---------- Listing

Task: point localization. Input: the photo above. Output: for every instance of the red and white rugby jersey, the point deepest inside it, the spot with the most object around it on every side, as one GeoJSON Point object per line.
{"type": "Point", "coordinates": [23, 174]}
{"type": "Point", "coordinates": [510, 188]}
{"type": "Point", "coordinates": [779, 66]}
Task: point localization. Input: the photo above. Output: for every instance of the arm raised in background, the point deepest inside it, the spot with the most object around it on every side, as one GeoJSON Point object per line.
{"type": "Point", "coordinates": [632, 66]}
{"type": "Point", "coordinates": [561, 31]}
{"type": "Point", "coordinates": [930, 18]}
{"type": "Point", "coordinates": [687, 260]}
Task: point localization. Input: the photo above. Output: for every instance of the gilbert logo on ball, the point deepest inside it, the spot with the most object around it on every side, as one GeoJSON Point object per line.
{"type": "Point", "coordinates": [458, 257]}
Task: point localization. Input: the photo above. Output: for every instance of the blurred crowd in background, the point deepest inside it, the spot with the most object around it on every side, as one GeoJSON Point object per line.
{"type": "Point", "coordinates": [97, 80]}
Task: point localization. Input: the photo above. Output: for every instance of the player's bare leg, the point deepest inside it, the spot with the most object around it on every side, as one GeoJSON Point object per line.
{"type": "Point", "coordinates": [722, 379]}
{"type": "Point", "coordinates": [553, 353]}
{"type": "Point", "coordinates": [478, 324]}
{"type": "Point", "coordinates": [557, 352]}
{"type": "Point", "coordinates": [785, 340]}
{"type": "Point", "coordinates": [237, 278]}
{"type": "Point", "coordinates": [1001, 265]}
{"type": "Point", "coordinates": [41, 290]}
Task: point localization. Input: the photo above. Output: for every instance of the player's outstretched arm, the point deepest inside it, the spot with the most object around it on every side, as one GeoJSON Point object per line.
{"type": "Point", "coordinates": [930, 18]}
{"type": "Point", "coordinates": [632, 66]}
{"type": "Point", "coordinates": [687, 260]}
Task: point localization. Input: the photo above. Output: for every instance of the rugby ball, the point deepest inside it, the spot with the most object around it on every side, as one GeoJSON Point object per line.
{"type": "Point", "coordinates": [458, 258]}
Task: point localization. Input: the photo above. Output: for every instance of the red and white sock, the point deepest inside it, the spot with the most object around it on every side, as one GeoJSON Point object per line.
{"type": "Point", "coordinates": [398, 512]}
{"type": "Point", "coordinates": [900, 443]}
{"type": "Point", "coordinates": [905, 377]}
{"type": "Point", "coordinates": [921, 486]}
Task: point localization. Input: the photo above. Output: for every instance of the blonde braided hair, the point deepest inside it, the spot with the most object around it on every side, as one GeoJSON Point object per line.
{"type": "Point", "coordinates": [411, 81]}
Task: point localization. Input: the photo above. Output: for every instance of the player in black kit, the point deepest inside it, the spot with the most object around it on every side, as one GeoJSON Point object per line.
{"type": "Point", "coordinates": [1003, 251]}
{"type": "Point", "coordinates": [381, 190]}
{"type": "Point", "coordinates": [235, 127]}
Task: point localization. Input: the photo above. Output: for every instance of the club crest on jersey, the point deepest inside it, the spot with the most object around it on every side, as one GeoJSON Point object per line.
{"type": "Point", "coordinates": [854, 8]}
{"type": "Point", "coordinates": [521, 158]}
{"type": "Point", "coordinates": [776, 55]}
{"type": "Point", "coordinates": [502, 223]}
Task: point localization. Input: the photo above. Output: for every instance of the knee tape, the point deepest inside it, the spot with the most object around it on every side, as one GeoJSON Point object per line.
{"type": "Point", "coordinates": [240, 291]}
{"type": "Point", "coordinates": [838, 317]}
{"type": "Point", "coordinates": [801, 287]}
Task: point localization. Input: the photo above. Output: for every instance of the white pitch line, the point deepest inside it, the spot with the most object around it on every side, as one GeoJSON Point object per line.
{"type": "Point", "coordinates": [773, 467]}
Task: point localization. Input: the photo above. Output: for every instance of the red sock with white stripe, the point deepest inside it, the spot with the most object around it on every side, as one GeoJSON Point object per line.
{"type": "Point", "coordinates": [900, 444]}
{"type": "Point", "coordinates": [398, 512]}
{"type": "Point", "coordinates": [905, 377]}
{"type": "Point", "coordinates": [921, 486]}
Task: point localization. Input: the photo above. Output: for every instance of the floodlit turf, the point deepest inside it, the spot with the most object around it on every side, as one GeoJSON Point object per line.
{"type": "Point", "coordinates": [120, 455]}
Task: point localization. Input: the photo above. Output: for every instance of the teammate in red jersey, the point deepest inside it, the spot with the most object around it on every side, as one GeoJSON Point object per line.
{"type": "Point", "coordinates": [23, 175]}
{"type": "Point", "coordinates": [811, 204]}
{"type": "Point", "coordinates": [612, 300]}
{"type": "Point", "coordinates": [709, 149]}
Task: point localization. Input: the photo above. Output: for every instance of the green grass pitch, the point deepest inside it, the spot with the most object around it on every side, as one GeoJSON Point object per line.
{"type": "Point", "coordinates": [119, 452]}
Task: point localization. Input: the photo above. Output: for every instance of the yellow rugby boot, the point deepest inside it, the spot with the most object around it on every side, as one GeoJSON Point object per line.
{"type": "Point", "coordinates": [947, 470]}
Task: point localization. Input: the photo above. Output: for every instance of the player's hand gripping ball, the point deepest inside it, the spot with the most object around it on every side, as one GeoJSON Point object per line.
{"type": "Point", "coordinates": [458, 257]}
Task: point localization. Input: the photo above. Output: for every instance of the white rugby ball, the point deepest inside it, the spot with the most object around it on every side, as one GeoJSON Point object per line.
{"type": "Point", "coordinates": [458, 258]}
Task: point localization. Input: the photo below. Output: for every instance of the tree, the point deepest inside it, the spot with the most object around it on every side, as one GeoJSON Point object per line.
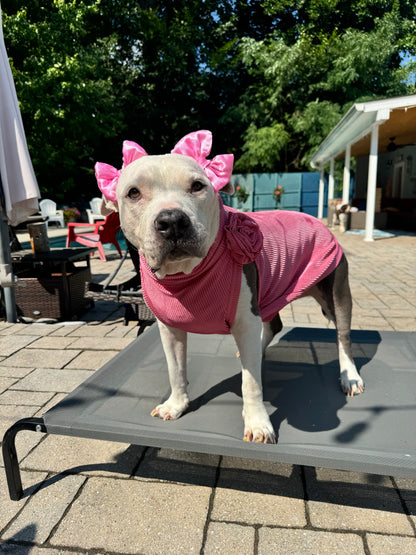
{"type": "Point", "coordinates": [269, 78]}
{"type": "Point", "coordinates": [63, 77]}
{"type": "Point", "coordinates": [323, 56]}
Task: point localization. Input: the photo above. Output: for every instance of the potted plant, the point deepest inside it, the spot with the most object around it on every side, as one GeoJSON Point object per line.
{"type": "Point", "coordinates": [71, 214]}
{"type": "Point", "coordinates": [277, 194]}
{"type": "Point", "coordinates": [241, 194]}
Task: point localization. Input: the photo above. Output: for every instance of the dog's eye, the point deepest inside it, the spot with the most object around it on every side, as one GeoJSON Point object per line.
{"type": "Point", "coordinates": [197, 186]}
{"type": "Point", "coordinates": [134, 193]}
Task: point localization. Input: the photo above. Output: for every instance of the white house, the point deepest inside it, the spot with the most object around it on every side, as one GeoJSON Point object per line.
{"type": "Point", "coordinates": [381, 135]}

--------------------

Goal: Copy each line in full and exactly, omitting any picture.

Final result:
Task: point localization. Input: the photo above. Output: for every instance of the red and white rugby jersey, the point deepest inside it, the spot with the most object around it on every side, as one GeoJSON Point object per line.
{"type": "Point", "coordinates": [23, 174]}
{"type": "Point", "coordinates": [510, 188]}
{"type": "Point", "coordinates": [779, 66]}
Task: point localization. Input: the photo above. Output: for every instance of the arm raised in background, the point deepest inside it, the spot with the most object around it on every side, as one GeoJSON Point object per line.
{"type": "Point", "coordinates": [632, 66]}
{"type": "Point", "coordinates": [561, 31]}
{"type": "Point", "coordinates": [930, 18]}
{"type": "Point", "coordinates": [687, 260]}
Task: point localization. Input: the photo above. Output: for every instance of the gilbert logo on ball, the point deepest inside it, the spot with the most object around it on every side, as one GeoJSON Point object per line.
{"type": "Point", "coordinates": [458, 257]}
Task: point localization. Input: the photo above. Output: for every instance of the blurred crowd in background, the point deepest inside it, the spot with the most object around it on every side, as one GeoJSON Point object per line.
{"type": "Point", "coordinates": [97, 80]}
Task: point localization. Input: the photo above. Output: for every instance of the player's bare leg, the point deepest inside it, the spot with the most object around it on every side, as one GeoJSON Point object per line.
{"type": "Point", "coordinates": [722, 379]}
{"type": "Point", "coordinates": [553, 353]}
{"type": "Point", "coordinates": [478, 324]}
{"type": "Point", "coordinates": [557, 352]}
{"type": "Point", "coordinates": [785, 340]}
{"type": "Point", "coordinates": [237, 278]}
{"type": "Point", "coordinates": [1001, 265]}
{"type": "Point", "coordinates": [41, 290]}
Task: point localization. Input: the photo above. Output: for every instance of the player's outstretched arm, the point deepest inside it, the spot with the most object around it on every side, as one GeoJSON Point object per line.
{"type": "Point", "coordinates": [930, 18]}
{"type": "Point", "coordinates": [632, 66]}
{"type": "Point", "coordinates": [687, 260]}
Task: point localization. Input: the photo above. Output: for every instance of the rugby ball, the point deepest inside it, the spot with the most object around it on every side, as one GeoJSON Point object per line.
{"type": "Point", "coordinates": [458, 258]}
Task: point localization. Input: the photo above. Output: for every instance of the red and white sock, the point deepest inside it, the spot with the most object around it on every side, as one GeoJSON Point object per line.
{"type": "Point", "coordinates": [398, 512]}
{"type": "Point", "coordinates": [900, 443]}
{"type": "Point", "coordinates": [905, 377]}
{"type": "Point", "coordinates": [921, 486]}
Task: point localization. Input: the photo above. Output: for every instance of the blonde braided hair, the point deepest inside it, the spot with the most object around it on every side, as one GeoJSON Point object per line.
{"type": "Point", "coordinates": [411, 81]}
Task: point localization. Input: the photo above. Output: for every instance of the player in black kit, the point deepest inside it, the spot with the most object around it on every side, as one GeoJSON Point object per line.
{"type": "Point", "coordinates": [1003, 251]}
{"type": "Point", "coordinates": [381, 190]}
{"type": "Point", "coordinates": [235, 127]}
Task: point localization. Input: the photo above. Output: for every instance of the club crest on jersey, the point deepest inside it, the spot with the most object around it on every side, as one GeoJSON Point object per line.
{"type": "Point", "coordinates": [854, 8]}
{"type": "Point", "coordinates": [521, 158]}
{"type": "Point", "coordinates": [776, 55]}
{"type": "Point", "coordinates": [502, 223]}
Task: point localization. Input: the photo above. Output: for every instance of the knee tape, the point deepest inside it, the spot with the most object around it on every side, as one GeoJSON Point object per line.
{"type": "Point", "coordinates": [240, 291]}
{"type": "Point", "coordinates": [838, 317]}
{"type": "Point", "coordinates": [801, 287]}
Task: point localization. Input: the photo above. Output: for every instance of the white pitch line, the point deepest inside it, the spot with the most object around it on every side, as one GeoJSON Point object per line.
{"type": "Point", "coordinates": [773, 467]}
Task: point localization. Input: the photo above. Output: for every instance of the red sock with white stripe, the point deepest inside it, the spot with the most object around it on every side, as one GeoJSON Point object per line.
{"type": "Point", "coordinates": [900, 444]}
{"type": "Point", "coordinates": [398, 512]}
{"type": "Point", "coordinates": [905, 377]}
{"type": "Point", "coordinates": [921, 486]}
Task: point localization. Input: the photo above. Output: for every instance of the floodlit turf, the point deepest inside it, the spot with the most object around it on every side, as one GeoJSON Point object per line.
{"type": "Point", "coordinates": [120, 455]}
Task: point localization. Input: the photo above. Output: for every instance of the teammate in red jersey, the point deepest inside it, the spot with the most object around it on every side, as one GeoJSON Point object per line.
{"type": "Point", "coordinates": [23, 175]}
{"type": "Point", "coordinates": [811, 204]}
{"type": "Point", "coordinates": [612, 300]}
{"type": "Point", "coordinates": [709, 149]}
Task: point localization. Input: the photo above. Output: for every instance of the green grass pitch, the point deepest inside it, the spot with the most object around it on every side, as one GeoJSON Point object per line.
{"type": "Point", "coordinates": [119, 452]}
Task: point localization. Input: the photo above. Output: for every instance of the yellow rugby boot, the point deepest inside it, the spot with the most object around it on every side, as one GeoJSON Point object per line.
{"type": "Point", "coordinates": [947, 470]}
Task: point localization. Input: the photo above. Output: for every instance of the player's hand gripping ball, the point deepest inside it, the spot with the most object around it on every side, as one GeoJSON Point object per line.
{"type": "Point", "coordinates": [458, 257]}
Task: point localization. Input: the photo above. Output: for every instance of the white rugby ball, the point deepest inside it, the spot with the most object around it on every side, as one GeoJSON Point object per line.
{"type": "Point", "coordinates": [458, 258]}
Task: point localization. Input: the photo below. Output: for every instance of the tree, the point deepest inside it, the spot with the most object around it on every side, as one GeoJSON Point object per line.
{"type": "Point", "coordinates": [269, 78]}
{"type": "Point", "coordinates": [63, 77]}
{"type": "Point", "coordinates": [323, 56]}
Task: point localization. Input: the photo above. Output: for every instance of the potted plant, the point deepest inside it, the spot with the most object around it on every side, as one GeoJSON Point object per line.
{"type": "Point", "coordinates": [71, 214]}
{"type": "Point", "coordinates": [277, 194]}
{"type": "Point", "coordinates": [241, 194]}
Task: point localization. Input: the photo above. Output: for every instance of the dog's eye, the point deepest inside it, the spot with the most object around it on every side, as one GeoJSON Point object per line.
{"type": "Point", "coordinates": [197, 186]}
{"type": "Point", "coordinates": [134, 193]}
Task: point localization. Input: the photo above. Output: for every instance of the white house, the point deepest inside it, the spot with the most object around it on every side, as one GeoJSON Point object per line.
{"type": "Point", "coordinates": [381, 135]}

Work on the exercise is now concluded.